Task directions:
Could you copy every line of the material below word for word, leaving the pictures out of your answer?

Data to use:

......

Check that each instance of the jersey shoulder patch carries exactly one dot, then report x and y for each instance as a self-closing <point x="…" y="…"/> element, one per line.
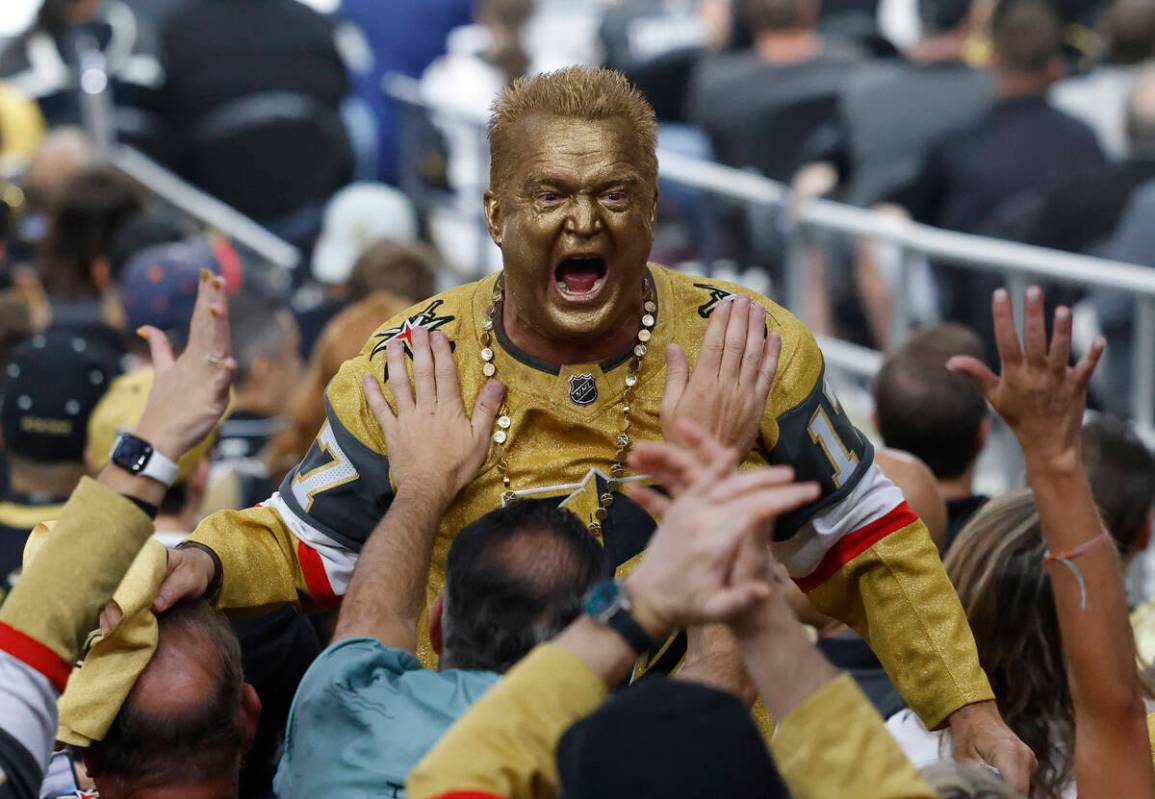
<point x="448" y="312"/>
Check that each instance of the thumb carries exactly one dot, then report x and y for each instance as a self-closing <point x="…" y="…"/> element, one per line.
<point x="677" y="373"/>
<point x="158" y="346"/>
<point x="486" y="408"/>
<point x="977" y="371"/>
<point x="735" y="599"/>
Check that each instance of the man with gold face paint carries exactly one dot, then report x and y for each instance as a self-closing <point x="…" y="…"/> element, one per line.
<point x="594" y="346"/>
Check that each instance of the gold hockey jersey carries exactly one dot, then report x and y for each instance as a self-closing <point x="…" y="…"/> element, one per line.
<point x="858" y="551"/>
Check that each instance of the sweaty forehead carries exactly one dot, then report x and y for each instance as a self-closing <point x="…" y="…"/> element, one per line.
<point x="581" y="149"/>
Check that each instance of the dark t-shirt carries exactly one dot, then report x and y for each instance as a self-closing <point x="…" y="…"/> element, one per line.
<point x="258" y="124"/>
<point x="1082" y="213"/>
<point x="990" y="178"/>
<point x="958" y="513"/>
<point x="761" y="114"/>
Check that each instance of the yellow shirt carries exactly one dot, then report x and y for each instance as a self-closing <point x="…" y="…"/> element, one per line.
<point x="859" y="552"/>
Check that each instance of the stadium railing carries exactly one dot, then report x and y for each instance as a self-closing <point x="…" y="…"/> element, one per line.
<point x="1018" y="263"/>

......

Result:
Check that each instance of the jersey shoulder patch carries exactly one dot, then report x and y for each instance as a self-closing <point x="…" y="…"/> element, one per line.
<point x="448" y="312"/>
Check that each instance of the thumb carries exactly one dot, then report x and y for each instance as a self-closing <point x="…" y="…"/> element, one per line.
<point x="677" y="373"/>
<point x="158" y="346"/>
<point x="486" y="408"/>
<point x="977" y="371"/>
<point x="735" y="599"/>
Check that each instance of the man with gold face paint carries exactly one dot, then report x and y for each instance as a self-closing <point x="…" y="…"/> element, one per line.
<point x="594" y="346"/>
Check that each instance of the gold hockey jersey carries exactly one dot, then report x and y for each instance as a self-closing <point x="…" y="…"/> element, one per line.
<point x="858" y="551"/>
Check that each instance of the sweaty forehead carries exactly one dot, then report x and y for each instance as a self-closing <point x="…" y="…"/> element, one per line.
<point x="581" y="149"/>
Check that each instance of the dark t-shirt carries exactly one dot, then report x and y for each instance as a self-closing <point x="…" y="…"/> element, one per line.
<point x="258" y="124"/>
<point x="1082" y="213"/>
<point x="990" y="178"/>
<point x="958" y="513"/>
<point x="761" y="114"/>
Check that each instance of the yellow shirt carries exactly one dot, then report x and y for each instance as a self-closing <point x="…" y="…"/> element, one per line.
<point x="859" y="552"/>
Check that each instance of the stadium railing carries exactly one dot, then report x and y for each instance as a self-closing <point x="…" y="…"/> element, one per line.
<point x="1018" y="263"/>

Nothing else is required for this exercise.